*Triggerwarnung: In den gekennzeichneten Abschnitten geht es um Depression, Tod und Fehlgeburt, bitte wähle selbst ob du diese lieber auslässt.*
[ Depression – Ich kann mich noch an einen Moment von vor 15 Jahren erinnern. Mein Mitbewohner nahm damals Antidepressiva um seine „negativen“ * Gedanken und Gefühle zu stabilisieren. Er schlich sie langsam aus und kam von einem Radurlaub nach hause. Damals saßen wir in der Küche und er erzählte mir wie wundervoll dieser Urlaub war, denn er hatte zum ersten Mal nicht mehr diese Wolke um sich, sondern konnte wieder Freude über etwas empfinden. Seinen „positiven“ Gefühle kamen langsam wieder. Ich weiß noch wie sehr mich das damals bewegt hatte und traurig machte. Dies wollte ich niemals erleben. (Vielleicht wollte ich daher nie auf Antidepressiva eingestellt werden.)]
Heute denke ich, dass ich an diesem Punkt auch gerade stehe. Ich machte mir nie Gedanken darüber. Ich dachte ich hatte ein glückliches Leben, habe oft gelacht und kannte ja nur meinen Status Quo des Fühlens. Nie im Leben hatte ich daran gedacht, dass ich vielleicht gar nicht wirklich fühle. Es gab Momente in denen der Gedanke aufblitzte und es sich nicht ehrlich anfühlte oder gehemmt. Aber der ging schnell wieder weg.
[ Tod – Ich war damals dabei als meine Oma starb, ich war stark für meine Mutter, setzte sie zuhause ab, fuhr auf die Arbeit und blieb im Auto sitzen, ich rief meinen Freund an und weinte. Nach vielleicht 5 Minuten wischte ich sie weg und ging nach oben an die Arbeit. Ganz nach dem Motto: „Arschbacken zusammen kneifen und weiter.“ Ich verschwand keinen Gedanken daran, ob ich da vielleicht etwas unterdrücke. Ich war ja immerhin traurig und weinte ja auch mal.]
Als ich bei meinem 30. Geburtstag von meinen Freundinnen überrascht wurde und einen so traumhaften Tag und Abend hatte, stand ich beim Abschied da und da spürte ich zum ersten Mal, da ist etwas in mir, dass sich nicht frei anfühlt. Ich stand da und wollte vor Freude und Berührung weinen. Ich war wie angewurzelt und konnte nichts tun. Daheim allein, brach ich in Tränen aus.
Ich weiß noch als Jugendliche habe ich bei dem Film Titanic mit Spucke so getan, als würde ich auch weinen im Kino, weil ich mich so geschämt hatte, dass ich es als einzige nicht tat.

§ **BEREITGESTELLTES MATERIAL**:

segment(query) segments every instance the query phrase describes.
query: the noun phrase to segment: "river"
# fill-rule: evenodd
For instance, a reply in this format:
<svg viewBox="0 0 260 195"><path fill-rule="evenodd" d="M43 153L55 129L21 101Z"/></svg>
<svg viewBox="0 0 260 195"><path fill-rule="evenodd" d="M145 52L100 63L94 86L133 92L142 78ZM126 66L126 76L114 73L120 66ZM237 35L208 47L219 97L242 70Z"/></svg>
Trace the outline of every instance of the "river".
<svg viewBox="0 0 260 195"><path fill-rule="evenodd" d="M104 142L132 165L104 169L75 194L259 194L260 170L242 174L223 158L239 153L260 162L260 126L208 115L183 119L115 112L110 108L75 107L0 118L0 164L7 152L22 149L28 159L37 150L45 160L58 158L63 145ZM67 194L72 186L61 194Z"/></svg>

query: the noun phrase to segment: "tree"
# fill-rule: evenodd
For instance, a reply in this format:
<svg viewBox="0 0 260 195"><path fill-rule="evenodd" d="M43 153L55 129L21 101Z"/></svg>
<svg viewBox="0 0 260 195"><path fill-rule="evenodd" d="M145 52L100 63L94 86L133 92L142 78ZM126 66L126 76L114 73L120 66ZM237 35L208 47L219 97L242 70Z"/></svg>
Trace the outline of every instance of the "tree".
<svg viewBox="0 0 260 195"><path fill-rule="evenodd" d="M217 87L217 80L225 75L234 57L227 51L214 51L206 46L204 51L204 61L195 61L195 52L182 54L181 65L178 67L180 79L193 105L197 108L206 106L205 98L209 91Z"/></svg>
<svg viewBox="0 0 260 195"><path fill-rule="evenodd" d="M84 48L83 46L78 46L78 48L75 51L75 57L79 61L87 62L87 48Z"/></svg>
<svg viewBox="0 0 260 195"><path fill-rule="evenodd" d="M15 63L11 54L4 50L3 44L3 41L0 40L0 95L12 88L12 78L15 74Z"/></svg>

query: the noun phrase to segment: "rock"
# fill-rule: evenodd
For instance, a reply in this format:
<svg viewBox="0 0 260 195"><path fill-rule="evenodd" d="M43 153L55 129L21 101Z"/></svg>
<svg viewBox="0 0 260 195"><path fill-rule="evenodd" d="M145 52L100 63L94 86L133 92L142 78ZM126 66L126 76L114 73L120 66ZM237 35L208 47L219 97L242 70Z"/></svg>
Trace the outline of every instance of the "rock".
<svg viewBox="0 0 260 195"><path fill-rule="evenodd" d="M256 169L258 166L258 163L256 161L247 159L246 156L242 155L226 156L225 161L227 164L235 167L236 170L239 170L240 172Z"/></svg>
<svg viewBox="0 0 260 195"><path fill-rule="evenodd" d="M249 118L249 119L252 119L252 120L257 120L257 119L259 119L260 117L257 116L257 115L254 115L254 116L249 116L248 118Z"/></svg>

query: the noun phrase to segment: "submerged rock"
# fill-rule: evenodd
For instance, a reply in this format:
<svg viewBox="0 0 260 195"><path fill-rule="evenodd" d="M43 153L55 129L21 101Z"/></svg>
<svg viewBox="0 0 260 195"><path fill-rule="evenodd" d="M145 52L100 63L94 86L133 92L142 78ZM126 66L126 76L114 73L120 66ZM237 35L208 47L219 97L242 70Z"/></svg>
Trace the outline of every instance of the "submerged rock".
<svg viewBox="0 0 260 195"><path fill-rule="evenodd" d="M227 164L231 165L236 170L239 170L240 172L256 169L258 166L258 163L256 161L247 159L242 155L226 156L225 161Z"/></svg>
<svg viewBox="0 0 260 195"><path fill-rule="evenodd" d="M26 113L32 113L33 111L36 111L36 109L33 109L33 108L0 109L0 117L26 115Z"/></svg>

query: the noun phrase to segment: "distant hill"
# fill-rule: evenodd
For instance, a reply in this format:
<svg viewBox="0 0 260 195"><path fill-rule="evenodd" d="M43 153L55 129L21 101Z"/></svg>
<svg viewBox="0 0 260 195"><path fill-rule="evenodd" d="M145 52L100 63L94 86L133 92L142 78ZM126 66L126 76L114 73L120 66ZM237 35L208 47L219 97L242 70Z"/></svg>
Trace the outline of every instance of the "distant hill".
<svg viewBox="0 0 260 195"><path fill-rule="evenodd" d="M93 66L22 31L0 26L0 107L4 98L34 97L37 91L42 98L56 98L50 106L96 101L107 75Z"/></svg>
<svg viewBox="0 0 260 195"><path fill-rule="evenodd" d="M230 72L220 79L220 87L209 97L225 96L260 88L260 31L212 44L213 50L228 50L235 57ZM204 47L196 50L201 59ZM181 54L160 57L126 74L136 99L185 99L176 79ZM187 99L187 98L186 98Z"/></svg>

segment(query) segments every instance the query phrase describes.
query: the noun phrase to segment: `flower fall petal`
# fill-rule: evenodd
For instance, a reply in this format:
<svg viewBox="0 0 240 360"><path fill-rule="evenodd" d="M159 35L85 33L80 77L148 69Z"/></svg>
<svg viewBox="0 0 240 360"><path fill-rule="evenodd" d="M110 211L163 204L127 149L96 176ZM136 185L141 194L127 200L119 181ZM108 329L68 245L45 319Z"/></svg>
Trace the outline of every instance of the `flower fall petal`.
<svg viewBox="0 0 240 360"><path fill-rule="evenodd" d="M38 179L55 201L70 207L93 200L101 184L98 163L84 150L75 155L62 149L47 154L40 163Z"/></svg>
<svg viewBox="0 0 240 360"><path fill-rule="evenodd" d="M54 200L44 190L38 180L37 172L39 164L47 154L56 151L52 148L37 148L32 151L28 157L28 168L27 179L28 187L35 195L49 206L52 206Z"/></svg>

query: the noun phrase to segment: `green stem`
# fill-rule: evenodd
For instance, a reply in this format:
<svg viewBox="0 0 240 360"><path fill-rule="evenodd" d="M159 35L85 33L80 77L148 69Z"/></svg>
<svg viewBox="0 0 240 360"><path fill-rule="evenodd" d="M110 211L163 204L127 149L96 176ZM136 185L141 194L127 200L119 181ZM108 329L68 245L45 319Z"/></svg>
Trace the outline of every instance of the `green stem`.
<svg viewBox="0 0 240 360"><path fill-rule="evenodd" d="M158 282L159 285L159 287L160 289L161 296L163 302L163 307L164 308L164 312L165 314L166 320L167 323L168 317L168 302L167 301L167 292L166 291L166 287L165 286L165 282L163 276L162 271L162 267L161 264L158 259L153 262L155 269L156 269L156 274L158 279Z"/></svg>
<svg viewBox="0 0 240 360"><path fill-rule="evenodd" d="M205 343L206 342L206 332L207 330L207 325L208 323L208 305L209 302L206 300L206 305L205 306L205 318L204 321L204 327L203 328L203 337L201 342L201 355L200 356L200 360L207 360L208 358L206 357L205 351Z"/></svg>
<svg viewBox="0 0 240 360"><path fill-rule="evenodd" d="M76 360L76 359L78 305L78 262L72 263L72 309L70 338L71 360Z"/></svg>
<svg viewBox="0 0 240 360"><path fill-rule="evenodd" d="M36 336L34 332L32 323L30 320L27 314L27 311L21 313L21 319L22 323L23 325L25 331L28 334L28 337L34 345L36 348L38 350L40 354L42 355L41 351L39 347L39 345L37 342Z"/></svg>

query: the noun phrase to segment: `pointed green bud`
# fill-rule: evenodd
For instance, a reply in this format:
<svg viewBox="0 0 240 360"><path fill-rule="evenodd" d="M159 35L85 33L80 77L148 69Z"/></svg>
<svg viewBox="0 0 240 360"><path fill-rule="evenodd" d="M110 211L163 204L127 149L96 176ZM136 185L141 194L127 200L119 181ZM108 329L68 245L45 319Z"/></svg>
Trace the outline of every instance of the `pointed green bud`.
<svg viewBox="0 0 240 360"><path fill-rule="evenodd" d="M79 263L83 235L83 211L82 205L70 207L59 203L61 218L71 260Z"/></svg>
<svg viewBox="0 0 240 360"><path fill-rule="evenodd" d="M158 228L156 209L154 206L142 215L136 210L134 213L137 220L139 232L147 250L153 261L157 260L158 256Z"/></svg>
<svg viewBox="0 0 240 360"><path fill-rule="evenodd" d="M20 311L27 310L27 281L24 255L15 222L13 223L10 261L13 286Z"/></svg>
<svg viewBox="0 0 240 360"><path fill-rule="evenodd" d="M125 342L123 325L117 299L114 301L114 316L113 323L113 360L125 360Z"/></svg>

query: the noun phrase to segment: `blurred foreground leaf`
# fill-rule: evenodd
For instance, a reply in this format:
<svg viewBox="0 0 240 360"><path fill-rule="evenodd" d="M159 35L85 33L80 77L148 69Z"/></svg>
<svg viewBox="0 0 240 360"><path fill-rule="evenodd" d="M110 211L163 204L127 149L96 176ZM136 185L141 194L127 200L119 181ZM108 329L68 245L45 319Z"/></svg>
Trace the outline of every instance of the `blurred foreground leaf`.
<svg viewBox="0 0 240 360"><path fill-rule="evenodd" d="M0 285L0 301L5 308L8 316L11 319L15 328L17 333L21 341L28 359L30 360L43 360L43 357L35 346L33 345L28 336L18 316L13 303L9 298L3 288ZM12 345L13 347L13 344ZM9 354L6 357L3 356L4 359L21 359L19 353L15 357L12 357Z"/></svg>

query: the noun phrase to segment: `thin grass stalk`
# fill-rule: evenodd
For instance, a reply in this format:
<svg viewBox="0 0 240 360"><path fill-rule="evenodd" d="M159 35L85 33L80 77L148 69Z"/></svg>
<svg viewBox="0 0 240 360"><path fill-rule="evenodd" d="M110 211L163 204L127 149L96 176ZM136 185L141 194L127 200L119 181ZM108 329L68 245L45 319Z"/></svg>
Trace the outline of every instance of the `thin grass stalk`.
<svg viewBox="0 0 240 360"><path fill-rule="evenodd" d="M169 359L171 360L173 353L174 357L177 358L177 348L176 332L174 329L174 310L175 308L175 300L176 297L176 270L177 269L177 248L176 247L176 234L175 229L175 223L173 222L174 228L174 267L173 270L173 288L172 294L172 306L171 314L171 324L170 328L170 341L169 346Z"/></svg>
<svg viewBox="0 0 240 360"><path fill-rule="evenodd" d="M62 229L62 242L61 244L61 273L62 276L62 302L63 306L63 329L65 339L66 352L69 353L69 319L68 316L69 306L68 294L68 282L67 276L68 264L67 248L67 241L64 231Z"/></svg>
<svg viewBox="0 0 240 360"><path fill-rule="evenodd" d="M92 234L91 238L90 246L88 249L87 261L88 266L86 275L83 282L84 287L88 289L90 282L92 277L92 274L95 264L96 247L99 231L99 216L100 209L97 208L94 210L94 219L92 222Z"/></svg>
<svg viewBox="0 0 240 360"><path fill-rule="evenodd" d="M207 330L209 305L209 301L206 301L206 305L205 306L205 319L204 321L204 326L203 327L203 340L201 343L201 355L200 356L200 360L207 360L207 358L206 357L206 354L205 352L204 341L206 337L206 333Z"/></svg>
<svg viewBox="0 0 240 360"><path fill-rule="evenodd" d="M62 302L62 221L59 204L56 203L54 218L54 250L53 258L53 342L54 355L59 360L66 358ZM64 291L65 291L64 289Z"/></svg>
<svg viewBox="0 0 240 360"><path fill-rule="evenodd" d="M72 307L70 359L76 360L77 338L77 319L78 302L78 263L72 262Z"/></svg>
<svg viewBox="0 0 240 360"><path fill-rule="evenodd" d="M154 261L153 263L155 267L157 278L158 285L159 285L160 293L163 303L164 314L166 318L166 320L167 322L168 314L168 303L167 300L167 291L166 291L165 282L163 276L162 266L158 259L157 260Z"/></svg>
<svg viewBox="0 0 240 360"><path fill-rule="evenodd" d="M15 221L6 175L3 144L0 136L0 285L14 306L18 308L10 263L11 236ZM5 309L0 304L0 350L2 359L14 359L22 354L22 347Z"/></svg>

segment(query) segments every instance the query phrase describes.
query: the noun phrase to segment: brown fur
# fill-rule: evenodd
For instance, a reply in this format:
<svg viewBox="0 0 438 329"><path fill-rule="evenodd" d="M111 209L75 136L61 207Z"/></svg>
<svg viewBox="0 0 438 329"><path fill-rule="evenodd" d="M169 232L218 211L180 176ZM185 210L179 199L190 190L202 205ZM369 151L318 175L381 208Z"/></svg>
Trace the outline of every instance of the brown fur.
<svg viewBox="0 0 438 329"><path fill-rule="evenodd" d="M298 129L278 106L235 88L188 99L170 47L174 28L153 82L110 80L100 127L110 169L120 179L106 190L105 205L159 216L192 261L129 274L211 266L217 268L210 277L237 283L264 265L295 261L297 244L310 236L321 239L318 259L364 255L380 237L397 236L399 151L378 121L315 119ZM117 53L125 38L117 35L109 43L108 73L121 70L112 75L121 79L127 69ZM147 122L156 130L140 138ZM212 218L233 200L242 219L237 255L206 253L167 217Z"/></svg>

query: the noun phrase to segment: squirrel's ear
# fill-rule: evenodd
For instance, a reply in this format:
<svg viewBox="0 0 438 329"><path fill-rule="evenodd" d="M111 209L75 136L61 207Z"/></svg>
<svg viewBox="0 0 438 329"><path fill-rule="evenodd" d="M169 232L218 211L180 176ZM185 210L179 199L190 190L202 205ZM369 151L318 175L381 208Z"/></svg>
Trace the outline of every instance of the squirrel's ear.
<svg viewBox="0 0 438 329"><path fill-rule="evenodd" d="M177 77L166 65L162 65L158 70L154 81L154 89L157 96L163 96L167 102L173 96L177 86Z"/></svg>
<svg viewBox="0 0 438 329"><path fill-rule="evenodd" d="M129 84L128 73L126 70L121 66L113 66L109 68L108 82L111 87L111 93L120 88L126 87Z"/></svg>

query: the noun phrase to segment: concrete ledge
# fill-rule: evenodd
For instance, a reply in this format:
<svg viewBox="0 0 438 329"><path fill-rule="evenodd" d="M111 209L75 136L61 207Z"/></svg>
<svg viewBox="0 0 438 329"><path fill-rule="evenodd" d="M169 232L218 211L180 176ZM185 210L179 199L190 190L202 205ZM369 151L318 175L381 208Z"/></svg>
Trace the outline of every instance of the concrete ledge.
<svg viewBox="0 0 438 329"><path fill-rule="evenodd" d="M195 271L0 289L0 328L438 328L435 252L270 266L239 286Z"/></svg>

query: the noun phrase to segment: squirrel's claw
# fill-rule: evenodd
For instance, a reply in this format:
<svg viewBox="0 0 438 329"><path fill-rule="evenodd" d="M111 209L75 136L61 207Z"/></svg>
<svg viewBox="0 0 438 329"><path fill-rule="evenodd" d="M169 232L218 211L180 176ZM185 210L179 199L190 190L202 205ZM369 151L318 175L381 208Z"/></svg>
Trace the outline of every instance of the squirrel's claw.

§ **SCHRIFTLICHE AUFGABE**: Setze den persönlichen Bericht über unterdrückte Gefühle nach seinem letzten Satz in derselben Erzählweise fort.

§ **ERGEBNIS DER AUFGABE**:
[ Fehlgeburt – Als ich mit meinem Mann bei unserem ersten großen Urlaub in Thailand war, war ich zum ersten Mal schwanger. Auf der Flughafentoilette verlor ich unser Kind in der 8. SSW und spülte es die Toilette runter. Mit blutverschmierter Hose und meinem Schal unterm Po setzte ich mich ins Flugzeug und Schluckte meinen Tränen runter, ich wimmerte ein wenig und wählte das Maß an dem was raus durfte, ohne das die anderen es merkten. Wieder einmal: „Es musste ja weiter gehen und andere erleben viel schlimmeres.“]
Wenn ich die Zeilen heute schreibe, fühle ich Scham, Ablehnung, Wut, Traurigkeit über mich selbst. Mir kommt selbst die Stimme in den Kopf: „Wie kannst du nur so kalt sein?“ Im zweiten Moment versuche ich mir selbst zu sagen, es ist ok, du hast es nicht besser gewusst und einfach aus Schutz gemacht.
Ich habe mir angewöhnt einen Schutzwall um mich aufzuschlagen. Dieser hielt mich fern von Schmerz, Leid, Traurigkeit, Wut, Scham, Schuld. Leider hielt es mich aber auch fern von wahrhafter Freude, Genuss, Liebe, Glück, Empathie und Mitgefühl. Denn soweit ich das verstehe gibt es nicht 2 Regler und ich kann den einen an lassen und den anderen ausschalten, sondern es geht nur einer. Fühlen an/aus. Natürlich hatte ich auch Emotionen, aber ich glaube sie fanden nur im Kopf statt. All die Jahre wählte ich auch Essen, um die Emotionen runterzuschlucken. Das war ein effektives Mittel.
Ich konnte all die Jahr kalt sein, mit einem aufgesetzten Lachen und Mitleid für andere. In diesem Spektrum fühlte ich mich wohl, da war ich sicher. Da war ich im Kopf, da war es rational, erklärbar, logisch, vorhersehbar. Dabei hielt ich mich selbst als etwas völlig anderes.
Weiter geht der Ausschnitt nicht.